╭─ Passage to read

Personal information
- Full name: Joely Andrews
- Date of birth: 30 April 2002 (age 24)
- Place of birth: Northern Ireland
- Position: Midfielder

Team information
- Current team: Hibernian
- Number: 6

Senior career*
- Years: Team / Apps / (Gls)
- Glentoran / 83 / (33)
- 2024–2026: Heart of Midlothian / 0 / (1)
- 2026–: Hibernian / 0 / (0)

International career^{‡}
- 2018–2019: Northern Ireland U-17 / 11 / (0)
- 2019: Northern Ireland U-18 / 1 / (0)
- 2020: Northern Ireland U-19 / 2 / (0)
- 2020–: Northern Ireland / 7 / (1)

= Joely Andrews =

Northern Irish footballer

Joely Andrews (born 30 April 2002) is a Northern Irish footballer who plays as a midfielder for Scottish Women's Premier League side Hibernian and the Northern Ireland women's national team. She previously played for Glentoran, having joined their first ever Junior Academy age 8.

==Club career==

=== Hearts ===
On 6 July 2024, Andrews joined Scottish Women's Premier League team Heart of Midlothian on a two-year deal from Glentoran, alongside teammate Kerry Beattie.

Andrews scored her first goal at Hearts on 18th August 2024 against Spartans Woman FC, adding to the 5-0 final score.

=== Hibernian ===
In July 2026, Andrews joined Hibernian on a two-year deal.

╰─
╭─ Extracted material

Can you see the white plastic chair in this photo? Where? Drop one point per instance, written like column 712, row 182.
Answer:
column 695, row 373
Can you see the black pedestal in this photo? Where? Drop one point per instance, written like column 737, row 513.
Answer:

╰─

Problems >>
[1] In the Joely Andrews profile, which Glentoran teammate joined Heart of Midlothian alongside her?
[2] Continue the Joely Andrews profile from its final sentence.

Answers for the tasks >>
[1] Kerry Beattie

[2]
== International career ==
Andrews is a member of the Northern Ireland national team. On 10 September 2020, she received her first call up to the senior Northern Ireland team. She made her debut against the Faroe Islands on 18 September, coming on as a substitute.

Andrews was part of the squad that was called up to the UEFA Women's Euro 2022. She was named Women’s Player of the Year at the Ulster Footballer of the Year (UFOTY) Awards in 2022 Andrews has 25 caps for Northern Ireland.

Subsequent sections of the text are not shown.